--- START ---

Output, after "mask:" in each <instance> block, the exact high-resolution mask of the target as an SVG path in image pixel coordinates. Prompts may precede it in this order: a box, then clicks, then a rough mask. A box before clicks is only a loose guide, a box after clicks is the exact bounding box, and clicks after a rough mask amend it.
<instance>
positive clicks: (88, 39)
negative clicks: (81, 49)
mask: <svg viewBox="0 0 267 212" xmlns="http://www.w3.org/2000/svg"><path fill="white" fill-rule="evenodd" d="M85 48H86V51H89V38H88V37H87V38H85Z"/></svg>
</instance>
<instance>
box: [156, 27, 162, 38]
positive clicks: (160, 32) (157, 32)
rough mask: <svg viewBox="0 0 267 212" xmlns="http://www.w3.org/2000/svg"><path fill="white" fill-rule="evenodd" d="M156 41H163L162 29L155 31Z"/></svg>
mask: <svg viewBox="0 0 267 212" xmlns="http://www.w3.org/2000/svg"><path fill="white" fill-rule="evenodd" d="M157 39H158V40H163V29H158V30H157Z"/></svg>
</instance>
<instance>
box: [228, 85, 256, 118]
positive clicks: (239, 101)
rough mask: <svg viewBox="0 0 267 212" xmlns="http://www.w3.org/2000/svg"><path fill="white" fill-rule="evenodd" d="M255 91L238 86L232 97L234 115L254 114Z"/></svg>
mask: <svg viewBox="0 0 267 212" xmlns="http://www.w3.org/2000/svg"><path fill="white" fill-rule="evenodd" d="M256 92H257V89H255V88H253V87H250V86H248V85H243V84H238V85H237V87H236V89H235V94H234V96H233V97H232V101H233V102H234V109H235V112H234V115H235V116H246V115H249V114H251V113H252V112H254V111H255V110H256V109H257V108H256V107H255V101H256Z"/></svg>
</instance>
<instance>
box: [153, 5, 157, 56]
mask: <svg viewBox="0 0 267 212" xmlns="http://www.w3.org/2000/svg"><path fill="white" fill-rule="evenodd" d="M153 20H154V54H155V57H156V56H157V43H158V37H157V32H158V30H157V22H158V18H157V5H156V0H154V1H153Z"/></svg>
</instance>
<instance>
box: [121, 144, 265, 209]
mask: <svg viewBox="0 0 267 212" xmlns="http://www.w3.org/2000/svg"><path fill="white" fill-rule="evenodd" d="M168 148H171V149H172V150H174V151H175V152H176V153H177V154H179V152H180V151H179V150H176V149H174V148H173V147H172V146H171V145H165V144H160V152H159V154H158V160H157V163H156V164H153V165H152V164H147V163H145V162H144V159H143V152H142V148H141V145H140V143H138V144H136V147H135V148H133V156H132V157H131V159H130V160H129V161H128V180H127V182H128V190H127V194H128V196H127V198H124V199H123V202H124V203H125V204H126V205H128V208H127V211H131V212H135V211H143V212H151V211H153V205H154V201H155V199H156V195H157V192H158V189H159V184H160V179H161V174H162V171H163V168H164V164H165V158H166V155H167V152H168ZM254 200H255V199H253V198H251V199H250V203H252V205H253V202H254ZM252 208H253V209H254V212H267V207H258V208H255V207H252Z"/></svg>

--- END ---

▸ DIRECTIONS FOR THIS TASK: Rewrite the data from the start through the line containing "positive clicks: (88, 39)", with "rough mask" replaced by "coarse mask" and nothing else changed.

▸ TASK OUTPUT:
Output, after "mask:" in each <instance> block, the exact high-resolution mask of the target as an SVG path in image pixel coordinates. Prompts may precede it in this order: a box, then clicks, then a coarse mask. A box before clicks is only a loose guide, a box after clicks is the exact bounding box, and clicks after a coarse mask amend it.
<instance>
positive clicks: (88, 39)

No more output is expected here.